(Items from a data source)
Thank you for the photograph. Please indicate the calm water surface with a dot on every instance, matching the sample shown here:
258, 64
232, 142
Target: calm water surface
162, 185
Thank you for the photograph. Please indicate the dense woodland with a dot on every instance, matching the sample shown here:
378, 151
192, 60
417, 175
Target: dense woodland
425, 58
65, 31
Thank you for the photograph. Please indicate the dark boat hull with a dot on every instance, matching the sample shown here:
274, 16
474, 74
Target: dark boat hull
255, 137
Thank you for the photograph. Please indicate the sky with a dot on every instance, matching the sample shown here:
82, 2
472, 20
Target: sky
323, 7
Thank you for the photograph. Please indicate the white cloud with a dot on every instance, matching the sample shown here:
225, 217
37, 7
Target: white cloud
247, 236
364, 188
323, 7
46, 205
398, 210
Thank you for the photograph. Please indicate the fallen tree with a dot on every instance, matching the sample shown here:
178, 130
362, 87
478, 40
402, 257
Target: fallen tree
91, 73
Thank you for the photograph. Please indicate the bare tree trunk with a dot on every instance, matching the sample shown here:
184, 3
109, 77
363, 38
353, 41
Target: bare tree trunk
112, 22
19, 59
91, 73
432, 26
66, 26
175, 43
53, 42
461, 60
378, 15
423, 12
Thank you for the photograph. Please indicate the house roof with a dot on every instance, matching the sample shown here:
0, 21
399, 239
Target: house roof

PROBLEM: Reproduce the records above line for line, with no changes.

TASK SOLUTION:
Thank you for the photograph. Please indicate the calm water surface with a dot on every instance, matching the sample shown here:
258, 64
232, 142
Target: calm water surface
162, 185
Thank you for the photograph. Please indicate the dense woodland with a dot on every instance, matching the sample shown here:
378, 151
192, 60
417, 175
Target: dense woodland
425, 58
65, 31
Thank you for the photograph. Please indicate the dark boat hull with a dot on every instance, matching the sample shown here:
274, 16
474, 74
Target: dark boat hull
255, 137
Thank you for the photograph. Please indicate the sky with a dot on every instance, matching the sample shown here:
82, 2
472, 20
Target: sky
323, 7
Thank you for the photograph. Please indicate the white cloud with a dot on every instance, matching the sample shown here:
225, 217
37, 7
Target: white cloud
247, 236
364, 188
323, 7
46, 205
398, 210
Thank you for the photograph. Please indicate the fallen tree with a dot on every instance, matching the sample shown here:
178, 130
362, 87
478, 40
402, 257
Target: fallen tree
91, 73
Thank you for the photograph. Please indicate the bare tree trunk with a dot on every instance, matching the sample shown here:
184, 3
109, 77
363, 38
353, 41
Target: bare tree trunk
112, 22
19, 59
91, 73
432, 26
66, 26
175, 43
53, 42
461, 60
378, 15
423, 12
Thank you for the photograph. Please indicate the house roof with a dot on every instance, matching the sample shown here:
0, 21
399, 239
Target: house roof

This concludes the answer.